Seu objetivo
Atualize o trecho sobre as recomendações de Kardec: reescreva tudo desde "A recomendação feita" até "dificuldades; (...).", trocando "aparências" por "exterioridades".
───── Trecho selecionado
Na biografia de Kardec
incluída na edição da
Federação Espírita
Brasileira da obra O
Que É o Espiritismo
[2] (QE), em discurso
aos espíritas lioneses,
Kardec faz importante
recomendação a respeito
de Espíritos
fascinadores no sentido
descrito no LM, isto é,
dos que usam palavras
como caridade,
fraternidade e
humildade, para
fazer passar “os mais
grosseiros absurdos”.
A recomendação feita por
Kardec
Kardec disse: “É
preciso, pois, evitar
o deixar-se seduzir
pelas aparências,
tanto da parte dos
Espíritos, quanto
da dos homens;
ora, eu o confesso, aí
está uma das maiores
dificuldades; (...).
Para escapar à cilada,
é preciso, antes de
tudo, fugir ao
entusiasmo que cega,
ao orgulho que
leva certos médiuns a
acreditarem-se os únicos
intérpretes da verdade;
é preciso que tudo
seja friamente
examinado, maduramente
pesado, confrontado,
e, se desconfiamos do
próprio julgamento, o
que é muitas vezes mais
prudente, é preciso
recorrer a outras
pessoas (...)”.
(grifos em negrito e
sublinhado, meus.) Isto
é, Kardec recomenda um
exame muito criterioso
de todas as ideias e
novidades, sejam elas
oriundas de Espíritos
desencarnados, “quanto
da dos homens” como
sublinhamos acima, isto
é, sejam elas oriundas
de irmãos nossos
encarnados.
Na Revista Espírita
(RE) de Julho de 1868
[3], Kardec recomenda: “Pelo
fato de o Espiritismo
assimilar todas as
ideias progressistas,
não se segue que se faça
campeão cego de todas as
concepções novas,
por mais sedutoras que
sejam à primeira vista,
com o risco de
receber, mais tarde,
um desmentido da
experiência e de
se expor ao ridículo
de haver patrocinado uma
obra inviável”.
(grifos em negrito,
meus.) Aqui vemos o
cuidado de Kardec com
relação às novidades, e
que não é porque o
Espiritismo é uma
doutrina progressista,
que aceitará, sem
critério, qualquer ideia
nova, qualquer ideia ou
teoria que apenas parece
fazer sentido. Kardec se
preocupou com a
exposição do Espiritismo
e do movimento espírita
ao ridículo de se
divulgar ideias que
parecem boas, “sedutoras
à primeira vista”
como ele disse, mas que
não têm base científica.
Nisso, quando uma ideia
nova baseada em
conceitos da Ciência
surge no meio espírita,
além do bom senso, o
critério de validade das
respectivas áreas da
Ciência deve ser adotado
na análise da ideia. Se
não sabemos analisar
essas ideias com
conhecimento profundo
dessas ciências, é bom
que consultemos mais de
um especialista. Isso
significa que “tudo
seja friamente
examinado, maduramente
pesado, confrontado”
como disse Kardec em QE.
──────────
───── Material fornecido
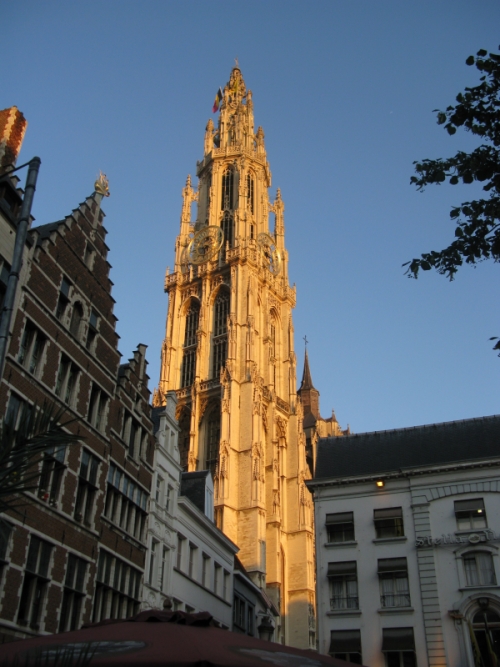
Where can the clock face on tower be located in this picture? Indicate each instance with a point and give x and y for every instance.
──────────
Exercício resolvido
A recomendação feita por
Kardec
Kardec disse: “É
preciso, pois, evitar
o deixar-se seduzir
pelas exterioridades,
tanto da parte dos
Espíritos, quanto
da dos homens;
ora, eu o confesso, aí
está uma das maiores
dificuldades; (...).